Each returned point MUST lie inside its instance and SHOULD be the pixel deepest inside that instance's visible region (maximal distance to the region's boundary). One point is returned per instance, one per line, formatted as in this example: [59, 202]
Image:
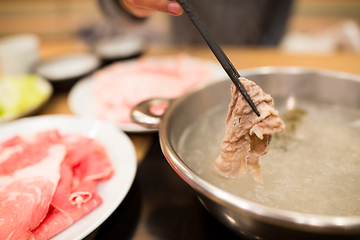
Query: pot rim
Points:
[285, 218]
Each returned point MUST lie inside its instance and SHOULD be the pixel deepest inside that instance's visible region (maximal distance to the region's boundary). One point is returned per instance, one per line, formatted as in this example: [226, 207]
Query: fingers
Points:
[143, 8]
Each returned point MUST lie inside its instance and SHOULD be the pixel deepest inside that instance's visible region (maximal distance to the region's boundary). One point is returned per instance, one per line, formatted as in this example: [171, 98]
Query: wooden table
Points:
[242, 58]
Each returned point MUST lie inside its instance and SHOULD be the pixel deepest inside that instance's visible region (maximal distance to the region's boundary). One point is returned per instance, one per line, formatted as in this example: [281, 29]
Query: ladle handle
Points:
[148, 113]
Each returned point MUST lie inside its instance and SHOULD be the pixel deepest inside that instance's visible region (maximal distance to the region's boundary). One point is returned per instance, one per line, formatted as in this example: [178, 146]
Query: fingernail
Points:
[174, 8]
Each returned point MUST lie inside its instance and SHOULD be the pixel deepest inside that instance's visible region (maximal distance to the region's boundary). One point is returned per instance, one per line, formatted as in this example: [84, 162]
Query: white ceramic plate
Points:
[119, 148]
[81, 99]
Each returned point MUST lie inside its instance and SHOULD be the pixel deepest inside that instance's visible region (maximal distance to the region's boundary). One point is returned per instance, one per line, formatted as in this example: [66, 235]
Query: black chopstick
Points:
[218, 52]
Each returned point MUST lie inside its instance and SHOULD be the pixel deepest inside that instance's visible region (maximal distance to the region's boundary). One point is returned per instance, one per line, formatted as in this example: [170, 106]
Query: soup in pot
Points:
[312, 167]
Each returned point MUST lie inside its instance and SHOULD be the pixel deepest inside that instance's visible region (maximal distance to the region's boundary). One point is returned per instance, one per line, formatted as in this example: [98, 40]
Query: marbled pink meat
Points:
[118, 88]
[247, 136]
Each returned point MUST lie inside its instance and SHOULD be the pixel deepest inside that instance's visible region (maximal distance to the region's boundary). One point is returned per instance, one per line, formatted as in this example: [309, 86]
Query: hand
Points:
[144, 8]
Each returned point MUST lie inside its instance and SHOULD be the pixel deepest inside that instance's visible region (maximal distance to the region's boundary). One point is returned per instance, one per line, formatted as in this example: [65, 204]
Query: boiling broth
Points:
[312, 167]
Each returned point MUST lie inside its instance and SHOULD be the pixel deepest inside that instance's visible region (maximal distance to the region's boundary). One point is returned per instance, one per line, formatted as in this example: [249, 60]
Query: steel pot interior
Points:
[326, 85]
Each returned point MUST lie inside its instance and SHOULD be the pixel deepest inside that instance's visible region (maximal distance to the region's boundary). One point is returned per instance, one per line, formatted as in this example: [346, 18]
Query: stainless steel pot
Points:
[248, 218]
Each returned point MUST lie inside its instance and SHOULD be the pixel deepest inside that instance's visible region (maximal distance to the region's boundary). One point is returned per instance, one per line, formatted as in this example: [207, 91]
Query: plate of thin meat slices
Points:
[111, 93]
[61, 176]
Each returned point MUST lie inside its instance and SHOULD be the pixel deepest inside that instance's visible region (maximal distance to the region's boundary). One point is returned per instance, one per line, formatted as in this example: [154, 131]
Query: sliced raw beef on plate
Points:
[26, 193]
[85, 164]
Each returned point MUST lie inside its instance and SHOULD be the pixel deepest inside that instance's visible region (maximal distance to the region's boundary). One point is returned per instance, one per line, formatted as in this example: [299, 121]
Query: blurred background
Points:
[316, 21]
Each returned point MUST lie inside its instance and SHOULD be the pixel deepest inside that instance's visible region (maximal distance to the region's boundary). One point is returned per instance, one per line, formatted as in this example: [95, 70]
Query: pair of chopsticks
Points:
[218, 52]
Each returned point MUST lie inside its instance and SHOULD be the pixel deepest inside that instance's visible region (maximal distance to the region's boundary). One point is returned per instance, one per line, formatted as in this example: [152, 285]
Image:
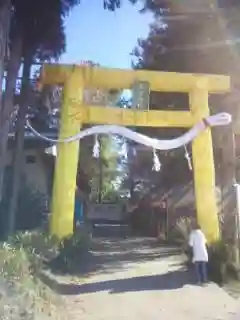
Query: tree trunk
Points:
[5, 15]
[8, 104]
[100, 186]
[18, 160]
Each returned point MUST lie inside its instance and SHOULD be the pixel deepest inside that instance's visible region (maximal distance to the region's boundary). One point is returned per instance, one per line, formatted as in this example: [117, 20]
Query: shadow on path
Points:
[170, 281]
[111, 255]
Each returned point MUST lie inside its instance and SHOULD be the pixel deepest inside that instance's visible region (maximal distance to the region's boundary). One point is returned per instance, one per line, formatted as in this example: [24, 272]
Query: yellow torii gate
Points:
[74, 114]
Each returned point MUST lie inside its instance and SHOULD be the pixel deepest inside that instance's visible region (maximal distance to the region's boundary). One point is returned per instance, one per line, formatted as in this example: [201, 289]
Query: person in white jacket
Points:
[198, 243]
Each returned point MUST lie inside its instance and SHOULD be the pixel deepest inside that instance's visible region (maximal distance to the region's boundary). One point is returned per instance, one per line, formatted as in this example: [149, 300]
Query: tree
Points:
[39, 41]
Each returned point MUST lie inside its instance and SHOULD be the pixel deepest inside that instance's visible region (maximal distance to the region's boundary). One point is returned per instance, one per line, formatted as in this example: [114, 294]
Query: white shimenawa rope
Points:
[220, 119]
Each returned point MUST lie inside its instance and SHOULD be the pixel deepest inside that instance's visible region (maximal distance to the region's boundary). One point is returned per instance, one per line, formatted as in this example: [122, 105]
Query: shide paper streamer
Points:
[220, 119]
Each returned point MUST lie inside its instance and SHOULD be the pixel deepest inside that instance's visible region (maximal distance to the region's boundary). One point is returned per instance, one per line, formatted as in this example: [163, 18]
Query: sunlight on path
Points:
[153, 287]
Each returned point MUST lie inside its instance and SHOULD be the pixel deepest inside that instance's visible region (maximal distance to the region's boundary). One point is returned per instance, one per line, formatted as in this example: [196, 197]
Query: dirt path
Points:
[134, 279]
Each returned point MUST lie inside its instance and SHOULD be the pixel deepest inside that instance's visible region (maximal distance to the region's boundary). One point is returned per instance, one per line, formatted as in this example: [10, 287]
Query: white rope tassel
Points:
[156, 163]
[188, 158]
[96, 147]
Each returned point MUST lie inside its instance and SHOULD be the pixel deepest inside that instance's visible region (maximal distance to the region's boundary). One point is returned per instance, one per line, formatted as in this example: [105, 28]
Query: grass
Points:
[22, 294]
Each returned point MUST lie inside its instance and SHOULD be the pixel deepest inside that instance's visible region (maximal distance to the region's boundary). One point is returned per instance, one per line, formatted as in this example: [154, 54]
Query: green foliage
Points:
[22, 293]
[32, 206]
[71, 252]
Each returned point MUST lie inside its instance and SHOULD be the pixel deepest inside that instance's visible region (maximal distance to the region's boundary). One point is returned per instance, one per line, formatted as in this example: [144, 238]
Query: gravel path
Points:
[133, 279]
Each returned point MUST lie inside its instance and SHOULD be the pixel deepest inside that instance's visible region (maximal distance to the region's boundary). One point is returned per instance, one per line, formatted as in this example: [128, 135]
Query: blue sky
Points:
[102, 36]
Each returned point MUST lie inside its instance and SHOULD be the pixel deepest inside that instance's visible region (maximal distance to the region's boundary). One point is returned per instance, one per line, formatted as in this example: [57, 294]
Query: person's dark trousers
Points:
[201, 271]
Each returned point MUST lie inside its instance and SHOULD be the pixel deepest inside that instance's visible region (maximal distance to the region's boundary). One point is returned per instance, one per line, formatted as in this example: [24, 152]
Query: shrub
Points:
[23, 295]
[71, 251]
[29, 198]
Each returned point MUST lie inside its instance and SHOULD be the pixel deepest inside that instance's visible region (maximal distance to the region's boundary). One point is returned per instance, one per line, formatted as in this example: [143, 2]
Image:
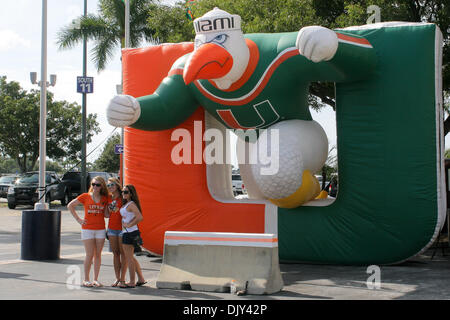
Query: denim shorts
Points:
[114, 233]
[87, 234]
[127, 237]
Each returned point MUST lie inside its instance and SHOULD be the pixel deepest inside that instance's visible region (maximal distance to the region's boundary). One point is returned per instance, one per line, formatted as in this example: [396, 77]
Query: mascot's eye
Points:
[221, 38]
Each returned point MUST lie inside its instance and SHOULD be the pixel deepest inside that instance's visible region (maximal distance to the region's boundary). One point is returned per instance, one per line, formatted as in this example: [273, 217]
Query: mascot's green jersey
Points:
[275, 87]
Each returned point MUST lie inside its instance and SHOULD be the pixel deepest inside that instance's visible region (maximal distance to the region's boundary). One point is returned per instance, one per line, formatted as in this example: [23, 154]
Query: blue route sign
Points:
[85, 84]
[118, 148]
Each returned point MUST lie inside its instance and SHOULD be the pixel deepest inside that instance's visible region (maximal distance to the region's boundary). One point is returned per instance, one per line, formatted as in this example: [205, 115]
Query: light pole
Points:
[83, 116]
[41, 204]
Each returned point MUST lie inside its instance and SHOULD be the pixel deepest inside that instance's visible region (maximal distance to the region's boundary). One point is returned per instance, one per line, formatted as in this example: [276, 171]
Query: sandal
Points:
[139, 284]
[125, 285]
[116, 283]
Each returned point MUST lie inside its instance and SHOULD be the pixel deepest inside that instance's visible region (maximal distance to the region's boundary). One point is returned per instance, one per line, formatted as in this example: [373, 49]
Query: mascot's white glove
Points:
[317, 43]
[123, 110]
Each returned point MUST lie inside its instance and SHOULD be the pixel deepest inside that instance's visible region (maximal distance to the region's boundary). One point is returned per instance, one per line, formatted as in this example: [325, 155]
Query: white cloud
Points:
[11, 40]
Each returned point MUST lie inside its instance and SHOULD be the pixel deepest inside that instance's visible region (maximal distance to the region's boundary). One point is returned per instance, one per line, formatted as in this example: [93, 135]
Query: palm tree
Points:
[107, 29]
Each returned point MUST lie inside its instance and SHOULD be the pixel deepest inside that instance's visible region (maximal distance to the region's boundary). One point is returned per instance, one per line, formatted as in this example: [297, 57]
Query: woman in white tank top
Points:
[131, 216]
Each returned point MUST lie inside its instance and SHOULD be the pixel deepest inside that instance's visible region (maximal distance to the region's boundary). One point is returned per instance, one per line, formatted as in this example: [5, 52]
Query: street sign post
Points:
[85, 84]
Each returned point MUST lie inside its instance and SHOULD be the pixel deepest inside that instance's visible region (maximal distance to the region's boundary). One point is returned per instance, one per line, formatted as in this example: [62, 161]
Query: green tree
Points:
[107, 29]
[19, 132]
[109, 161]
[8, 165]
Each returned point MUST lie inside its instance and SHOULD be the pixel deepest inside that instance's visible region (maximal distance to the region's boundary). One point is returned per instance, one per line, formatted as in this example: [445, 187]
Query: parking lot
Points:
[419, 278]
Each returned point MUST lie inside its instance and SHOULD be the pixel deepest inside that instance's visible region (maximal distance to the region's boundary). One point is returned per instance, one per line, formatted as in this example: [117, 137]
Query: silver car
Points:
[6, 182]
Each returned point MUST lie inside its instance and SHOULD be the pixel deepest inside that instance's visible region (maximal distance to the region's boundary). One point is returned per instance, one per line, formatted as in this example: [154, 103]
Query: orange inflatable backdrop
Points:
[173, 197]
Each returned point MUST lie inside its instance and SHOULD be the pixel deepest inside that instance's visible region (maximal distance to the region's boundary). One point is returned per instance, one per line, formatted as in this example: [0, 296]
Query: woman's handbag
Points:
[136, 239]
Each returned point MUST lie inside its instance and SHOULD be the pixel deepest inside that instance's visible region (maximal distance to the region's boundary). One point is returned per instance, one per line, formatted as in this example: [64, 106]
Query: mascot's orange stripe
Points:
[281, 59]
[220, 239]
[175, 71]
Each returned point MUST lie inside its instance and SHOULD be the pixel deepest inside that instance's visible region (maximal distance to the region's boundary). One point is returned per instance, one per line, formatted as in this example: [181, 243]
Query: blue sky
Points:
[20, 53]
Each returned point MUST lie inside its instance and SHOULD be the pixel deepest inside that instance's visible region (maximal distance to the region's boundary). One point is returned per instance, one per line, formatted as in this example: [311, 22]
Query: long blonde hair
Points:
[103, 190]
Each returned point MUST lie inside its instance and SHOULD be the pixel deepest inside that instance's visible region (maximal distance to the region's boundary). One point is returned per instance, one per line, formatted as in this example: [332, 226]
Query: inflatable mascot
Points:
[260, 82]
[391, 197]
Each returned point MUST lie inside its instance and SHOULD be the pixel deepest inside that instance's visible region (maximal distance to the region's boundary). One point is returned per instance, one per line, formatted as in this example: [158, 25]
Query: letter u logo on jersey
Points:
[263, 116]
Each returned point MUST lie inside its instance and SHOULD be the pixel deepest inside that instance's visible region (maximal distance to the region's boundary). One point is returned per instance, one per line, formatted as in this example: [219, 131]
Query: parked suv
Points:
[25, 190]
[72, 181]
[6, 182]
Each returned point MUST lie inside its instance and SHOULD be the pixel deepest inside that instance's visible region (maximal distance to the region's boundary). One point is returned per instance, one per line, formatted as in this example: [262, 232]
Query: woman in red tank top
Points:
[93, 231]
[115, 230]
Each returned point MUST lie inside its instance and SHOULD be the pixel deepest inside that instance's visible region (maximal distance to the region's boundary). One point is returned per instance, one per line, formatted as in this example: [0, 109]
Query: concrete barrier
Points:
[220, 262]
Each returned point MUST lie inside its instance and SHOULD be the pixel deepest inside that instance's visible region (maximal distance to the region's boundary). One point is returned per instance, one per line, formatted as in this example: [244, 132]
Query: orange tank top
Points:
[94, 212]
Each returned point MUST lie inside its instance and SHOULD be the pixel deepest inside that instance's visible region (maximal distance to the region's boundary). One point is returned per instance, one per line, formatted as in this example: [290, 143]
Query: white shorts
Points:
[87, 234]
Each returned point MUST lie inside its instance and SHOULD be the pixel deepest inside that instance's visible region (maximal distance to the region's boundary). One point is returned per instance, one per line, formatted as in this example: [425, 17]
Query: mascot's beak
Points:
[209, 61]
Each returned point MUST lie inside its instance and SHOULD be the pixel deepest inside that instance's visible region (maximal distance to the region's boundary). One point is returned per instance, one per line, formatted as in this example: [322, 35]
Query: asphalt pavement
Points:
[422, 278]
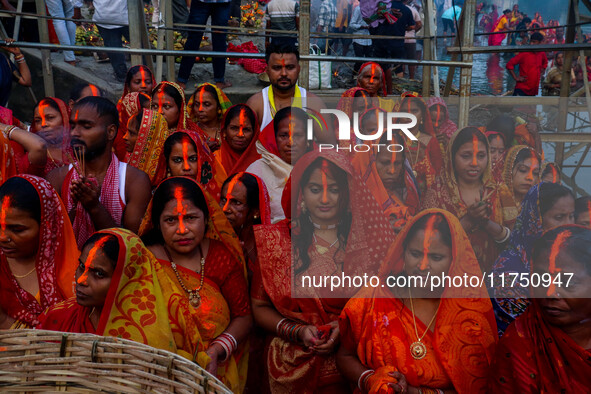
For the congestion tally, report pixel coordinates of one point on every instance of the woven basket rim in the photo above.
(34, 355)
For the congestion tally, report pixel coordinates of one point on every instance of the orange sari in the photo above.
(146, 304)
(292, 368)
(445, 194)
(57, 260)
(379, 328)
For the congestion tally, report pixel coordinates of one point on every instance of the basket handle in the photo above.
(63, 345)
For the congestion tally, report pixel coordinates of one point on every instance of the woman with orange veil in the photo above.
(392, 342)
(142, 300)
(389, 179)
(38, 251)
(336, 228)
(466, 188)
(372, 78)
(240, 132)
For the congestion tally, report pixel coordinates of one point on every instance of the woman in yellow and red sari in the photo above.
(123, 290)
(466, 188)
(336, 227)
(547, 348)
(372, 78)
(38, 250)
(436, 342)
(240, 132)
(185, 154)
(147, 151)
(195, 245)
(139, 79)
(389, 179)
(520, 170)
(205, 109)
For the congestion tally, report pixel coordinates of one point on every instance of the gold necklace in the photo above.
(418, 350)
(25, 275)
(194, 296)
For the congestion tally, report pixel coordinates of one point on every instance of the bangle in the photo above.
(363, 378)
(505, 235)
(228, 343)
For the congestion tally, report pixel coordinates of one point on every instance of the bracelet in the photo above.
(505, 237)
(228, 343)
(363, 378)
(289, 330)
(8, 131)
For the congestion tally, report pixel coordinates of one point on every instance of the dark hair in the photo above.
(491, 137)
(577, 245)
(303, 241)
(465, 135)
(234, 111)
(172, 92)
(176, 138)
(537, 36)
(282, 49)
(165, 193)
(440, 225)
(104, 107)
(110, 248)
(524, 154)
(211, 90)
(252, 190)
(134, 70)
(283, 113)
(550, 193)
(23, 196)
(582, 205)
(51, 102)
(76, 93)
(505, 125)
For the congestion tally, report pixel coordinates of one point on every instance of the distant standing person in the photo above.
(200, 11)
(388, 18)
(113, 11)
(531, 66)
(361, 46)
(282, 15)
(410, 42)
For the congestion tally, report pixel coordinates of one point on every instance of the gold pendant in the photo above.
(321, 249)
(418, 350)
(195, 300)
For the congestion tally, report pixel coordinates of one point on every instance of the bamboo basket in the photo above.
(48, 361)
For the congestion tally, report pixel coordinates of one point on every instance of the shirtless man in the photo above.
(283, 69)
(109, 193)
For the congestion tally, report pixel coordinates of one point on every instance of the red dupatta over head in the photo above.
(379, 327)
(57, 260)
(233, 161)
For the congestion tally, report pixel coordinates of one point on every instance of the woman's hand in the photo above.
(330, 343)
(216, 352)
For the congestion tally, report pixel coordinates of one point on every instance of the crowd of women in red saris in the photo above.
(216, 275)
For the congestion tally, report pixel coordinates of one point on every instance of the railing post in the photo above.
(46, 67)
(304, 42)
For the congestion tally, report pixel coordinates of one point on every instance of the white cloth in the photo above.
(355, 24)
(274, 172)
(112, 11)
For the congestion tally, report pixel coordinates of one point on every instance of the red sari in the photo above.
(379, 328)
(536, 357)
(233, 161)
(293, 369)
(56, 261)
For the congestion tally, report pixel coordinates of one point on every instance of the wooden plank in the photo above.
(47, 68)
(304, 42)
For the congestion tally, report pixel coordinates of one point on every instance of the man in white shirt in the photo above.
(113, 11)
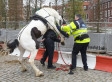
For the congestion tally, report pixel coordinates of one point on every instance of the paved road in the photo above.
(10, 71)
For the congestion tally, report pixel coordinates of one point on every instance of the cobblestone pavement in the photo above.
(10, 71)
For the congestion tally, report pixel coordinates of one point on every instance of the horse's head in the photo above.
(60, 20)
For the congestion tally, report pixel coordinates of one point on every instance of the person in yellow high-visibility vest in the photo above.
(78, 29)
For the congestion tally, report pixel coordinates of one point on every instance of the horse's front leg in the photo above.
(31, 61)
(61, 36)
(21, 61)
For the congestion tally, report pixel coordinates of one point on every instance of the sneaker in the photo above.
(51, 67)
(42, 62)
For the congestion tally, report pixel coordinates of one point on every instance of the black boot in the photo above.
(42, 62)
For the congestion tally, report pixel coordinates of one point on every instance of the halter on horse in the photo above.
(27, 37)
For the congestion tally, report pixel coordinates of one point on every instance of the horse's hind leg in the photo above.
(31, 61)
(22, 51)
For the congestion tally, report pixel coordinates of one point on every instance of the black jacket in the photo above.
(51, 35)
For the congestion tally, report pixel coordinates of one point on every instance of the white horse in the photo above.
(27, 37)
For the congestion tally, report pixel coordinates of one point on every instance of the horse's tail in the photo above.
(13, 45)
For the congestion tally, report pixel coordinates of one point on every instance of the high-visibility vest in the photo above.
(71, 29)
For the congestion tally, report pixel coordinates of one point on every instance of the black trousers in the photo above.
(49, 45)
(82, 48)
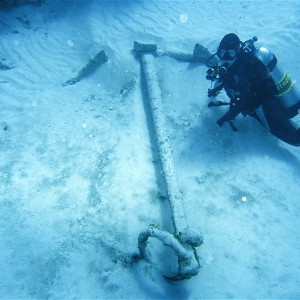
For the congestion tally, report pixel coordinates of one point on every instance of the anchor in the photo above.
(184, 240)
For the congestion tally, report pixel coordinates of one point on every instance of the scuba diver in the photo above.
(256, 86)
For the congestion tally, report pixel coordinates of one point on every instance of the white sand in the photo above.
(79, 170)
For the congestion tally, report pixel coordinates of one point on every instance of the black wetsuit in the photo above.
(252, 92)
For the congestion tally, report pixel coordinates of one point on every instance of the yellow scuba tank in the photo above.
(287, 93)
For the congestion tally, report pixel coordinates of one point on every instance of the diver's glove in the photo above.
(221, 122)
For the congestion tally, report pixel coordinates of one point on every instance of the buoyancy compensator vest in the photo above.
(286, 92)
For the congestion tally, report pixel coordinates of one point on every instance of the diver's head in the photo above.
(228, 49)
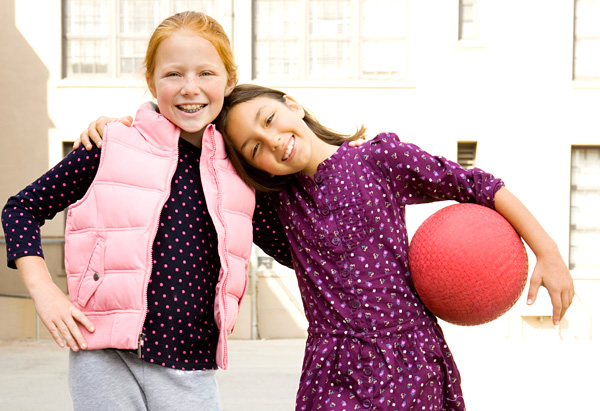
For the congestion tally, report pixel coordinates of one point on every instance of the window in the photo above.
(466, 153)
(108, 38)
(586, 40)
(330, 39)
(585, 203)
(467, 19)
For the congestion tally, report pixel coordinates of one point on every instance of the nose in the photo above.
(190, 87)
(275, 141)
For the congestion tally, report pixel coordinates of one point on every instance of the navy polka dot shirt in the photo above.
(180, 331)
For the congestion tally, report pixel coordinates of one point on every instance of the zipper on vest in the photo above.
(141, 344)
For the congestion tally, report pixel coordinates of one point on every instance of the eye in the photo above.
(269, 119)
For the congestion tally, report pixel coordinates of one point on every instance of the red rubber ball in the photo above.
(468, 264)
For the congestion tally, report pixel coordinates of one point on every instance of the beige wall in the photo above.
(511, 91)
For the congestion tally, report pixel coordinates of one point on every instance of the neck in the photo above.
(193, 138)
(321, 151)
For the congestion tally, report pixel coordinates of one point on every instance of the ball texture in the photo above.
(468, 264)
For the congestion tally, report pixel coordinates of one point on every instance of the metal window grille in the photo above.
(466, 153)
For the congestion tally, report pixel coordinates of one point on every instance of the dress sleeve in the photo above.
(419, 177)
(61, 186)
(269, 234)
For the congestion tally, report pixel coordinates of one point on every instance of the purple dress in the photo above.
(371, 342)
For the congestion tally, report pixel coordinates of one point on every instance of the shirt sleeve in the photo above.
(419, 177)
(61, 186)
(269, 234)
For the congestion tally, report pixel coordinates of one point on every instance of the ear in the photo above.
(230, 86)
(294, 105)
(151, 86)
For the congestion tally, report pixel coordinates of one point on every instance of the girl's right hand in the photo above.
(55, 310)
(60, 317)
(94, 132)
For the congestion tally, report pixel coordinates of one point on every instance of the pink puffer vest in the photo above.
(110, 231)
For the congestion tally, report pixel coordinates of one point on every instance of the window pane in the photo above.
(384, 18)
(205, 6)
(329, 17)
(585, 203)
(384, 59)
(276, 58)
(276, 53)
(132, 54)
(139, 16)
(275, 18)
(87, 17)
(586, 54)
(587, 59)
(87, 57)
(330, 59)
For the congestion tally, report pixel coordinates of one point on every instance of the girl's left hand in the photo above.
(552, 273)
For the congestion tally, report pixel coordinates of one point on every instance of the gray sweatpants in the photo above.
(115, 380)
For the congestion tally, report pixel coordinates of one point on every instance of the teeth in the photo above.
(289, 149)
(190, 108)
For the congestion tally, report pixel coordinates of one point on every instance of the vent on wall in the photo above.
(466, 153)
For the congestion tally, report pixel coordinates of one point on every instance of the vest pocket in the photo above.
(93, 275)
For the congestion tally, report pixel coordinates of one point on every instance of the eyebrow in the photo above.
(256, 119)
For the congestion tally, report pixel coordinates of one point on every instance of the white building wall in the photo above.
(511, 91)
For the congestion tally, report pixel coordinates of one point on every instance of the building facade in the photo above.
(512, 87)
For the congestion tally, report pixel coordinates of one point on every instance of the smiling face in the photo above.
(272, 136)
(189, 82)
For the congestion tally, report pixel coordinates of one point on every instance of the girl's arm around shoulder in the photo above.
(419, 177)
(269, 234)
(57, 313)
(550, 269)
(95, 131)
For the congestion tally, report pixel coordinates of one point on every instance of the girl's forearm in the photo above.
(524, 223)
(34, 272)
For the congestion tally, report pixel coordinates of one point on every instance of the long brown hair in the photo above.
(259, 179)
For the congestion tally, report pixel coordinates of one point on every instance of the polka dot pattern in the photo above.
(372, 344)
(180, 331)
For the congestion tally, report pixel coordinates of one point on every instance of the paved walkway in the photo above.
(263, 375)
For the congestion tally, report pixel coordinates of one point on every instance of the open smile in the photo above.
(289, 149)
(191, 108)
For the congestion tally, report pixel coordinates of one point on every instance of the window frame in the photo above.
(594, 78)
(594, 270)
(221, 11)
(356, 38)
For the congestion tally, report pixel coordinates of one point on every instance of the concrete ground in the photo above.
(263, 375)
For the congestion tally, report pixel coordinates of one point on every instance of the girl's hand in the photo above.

━━━━

From the entries above, write out only the lines starting at the line that holds "Query: long blonde hair" and ending at the line that holds "Query: inflatable mascot", keeping both and matching them exactly.

** Answer area **
Query: long blonde hair
Points:
[103, 190]
Each returned point MUST lie inside its instance and SHOULD be the pixel deepest inside that instance's visible region (maximal distance to the region's boundary). One point is returned per instance, one per line, formatted as in this example: [332, 226]
Query: inflatable mascot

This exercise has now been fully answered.